* **Excerpted passage**
___
Creativity · Agent Protocol

Stanford STORM: Research Agent for Long-Form Articles

STORM (Synthesis of Topic Outlines through Retrieval and Multi-perspective question asking), published by Stanford OVAL in 2024, is an open-source research agent that drafts Wikipedia-style long-form articles. It simulates expert personas interviewing each other to surface angles a single chain-of-thought would miss, then organizes an outline and drafts cited sections. Co-STORM extends it to collaborative, human-in-the-loop mode.

Protocol facts

Sponsor
Stanford OVAL Lab
Status
stable
Spec
https://github.com/stanford-oval/storm
Interop with
OpenAI, Anthropic, You.com, Bing Search

Frequently asked questions

What's unique about the multi-perspective approach?

STORM simulates multiple expert personas asking each other questions on the topic. Each persona pulls different sources, which together surface a more complete set of angles than a single planner would.

What is Co-STORM?

A 2024 extension where a human joins the simulated panel as another 'expert', can redirect the conversation, and curates the emerging outline — bringing human judgment into the research loop.

Is STORM tied to one search engine?

No — connectors exist for You.com, Bing, Serper, DuckDuckGo, and others. The retrieval abstraction makes it easy to plug in enterprise corpora.
___
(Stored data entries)
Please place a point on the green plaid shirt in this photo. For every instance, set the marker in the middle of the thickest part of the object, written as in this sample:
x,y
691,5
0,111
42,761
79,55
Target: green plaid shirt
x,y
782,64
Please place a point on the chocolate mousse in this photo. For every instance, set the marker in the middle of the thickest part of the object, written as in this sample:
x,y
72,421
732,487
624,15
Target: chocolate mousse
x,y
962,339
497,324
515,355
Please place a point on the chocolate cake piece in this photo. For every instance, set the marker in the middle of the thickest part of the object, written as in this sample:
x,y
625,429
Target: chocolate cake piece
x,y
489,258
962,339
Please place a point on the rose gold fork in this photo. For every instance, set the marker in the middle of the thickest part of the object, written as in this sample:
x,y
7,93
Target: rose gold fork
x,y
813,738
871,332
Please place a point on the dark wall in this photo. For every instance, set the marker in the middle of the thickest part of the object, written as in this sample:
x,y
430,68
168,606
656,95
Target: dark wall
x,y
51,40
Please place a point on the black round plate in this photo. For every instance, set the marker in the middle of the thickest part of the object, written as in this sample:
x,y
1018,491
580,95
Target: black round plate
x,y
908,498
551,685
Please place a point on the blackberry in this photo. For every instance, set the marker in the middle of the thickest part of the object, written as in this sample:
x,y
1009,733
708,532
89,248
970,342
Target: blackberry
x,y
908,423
___
* **What is needed**
Copy out the full Stanford STORM text word for word.

* **Result of this exercise**
Creativity · Agent Protocol

Stanford STORM: Research Agent for Long-Form Articles

STORM (Synthesis of Topic Outlines through Retrieval and Multi-perspective question asking), published by Stanford OVAL in 2024, is an open-source research agent that drafts Wikipedia-style long-form articles. It simulates expert personas interviewing each other to surface angles a single chain-of-thought would miss, then organizes an outline and drafts cited sections. Co-STORM extends it to collaborative, human-in-the-loop mode.

Protocol facts

Sponsor
Stanford OVAL Lab
Status
stable
Spec
https://github.com/stanford-oval/storm
Interop with
OpenAI, Anthropic, You.com, Bing Search

Frequently asked questions

What's unique about the multi-perspective approach?

STORM simulates multiple expert personas asking each other questions on the topic. Each persona pulls different sources, which together surface a more complete set of angles than a single planner would.

What is Co-STORM?

A 2024 extension where a human joins the simulated panel as another 'expert', can redirect the conversation, and curates the emerging outline — bringing human judgment into the research loop.

Is STORM tied to one search engine?

No — connectors exist for You.com, Bing, Serper, DuckDuckGo, and others. The retrieval abstraction makes it easy to plug in enterprise corpora.